▶ [WHAT THE TASK REQUIRES]: Please update these lines so that each "trace" becomes "outline", keeping everything else the same.

━━━━━ STORED ROWS ━━━━━

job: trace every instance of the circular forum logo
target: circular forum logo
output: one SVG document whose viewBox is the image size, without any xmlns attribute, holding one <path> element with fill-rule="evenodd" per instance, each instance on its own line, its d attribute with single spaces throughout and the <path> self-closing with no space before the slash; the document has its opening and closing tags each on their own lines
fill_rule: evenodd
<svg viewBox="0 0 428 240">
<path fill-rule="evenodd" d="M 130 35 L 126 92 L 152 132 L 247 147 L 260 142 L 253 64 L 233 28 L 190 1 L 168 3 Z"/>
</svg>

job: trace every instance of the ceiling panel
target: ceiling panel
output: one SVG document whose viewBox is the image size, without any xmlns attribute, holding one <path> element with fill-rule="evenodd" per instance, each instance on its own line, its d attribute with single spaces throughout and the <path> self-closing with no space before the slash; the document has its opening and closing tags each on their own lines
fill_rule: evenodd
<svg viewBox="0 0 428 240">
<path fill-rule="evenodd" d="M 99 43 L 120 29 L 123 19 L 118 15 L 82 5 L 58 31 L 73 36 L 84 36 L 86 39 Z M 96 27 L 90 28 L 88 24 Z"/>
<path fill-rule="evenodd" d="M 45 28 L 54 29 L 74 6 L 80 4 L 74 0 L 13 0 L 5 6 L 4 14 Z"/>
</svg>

━━━━━

▶ [SOLUTION TO THE EXERCISE]:
job: outline every instance of the circular forum logo
target: circular forum logo
output: one SVG document whose viewBox is the image size, without any xmlns attribute, holding one <path> element with fill-rule="evenodd" per instance, each instance on its own line, its d attribute with single spaces throughout and the <path> self-closing with no space before the slash; the document has its opening and closing tags each on their own lines
fill_rule: evenodd
<svg viewBox="0 0 428 240">
<path fill-rule="evenodd" d="M 130 35 L 126 92 L 152 132 L 247 147 L 260 142 L 253 64 L 233 28 L 190 1 L 168 3 Z"/>
</svg>

job: outline every instance of the ceiling panel
target: ceiling panel
output: one SVG document whose viewBox is the image size, without any xmlns attribute, holding one <path> element with fill-rule="evenodd" per instance, each instance on its own line, its d attribute with single spaces throughout and the <path> self-closing with no space before the slash; the document has its opening and closing tags each on their own lines
fill_rule: evenodd
<svg viewBox="0 0 428 240">
<path fill-rule="evenodd" d="M 99 43 L 120 29 L 123 19 L 118 15 L 82 5 L 58 31 L 73 36 L 84 36 L 86 39 Z M 96 27 L 90 28 L 88 24 Z"/>
<path fill-rule="evenodd" d="M 45 28 L 54 29 L 74 6 L 80 4 L 74 0 L 13 0 L 5 6 L 4 14 Z"/>
</svg>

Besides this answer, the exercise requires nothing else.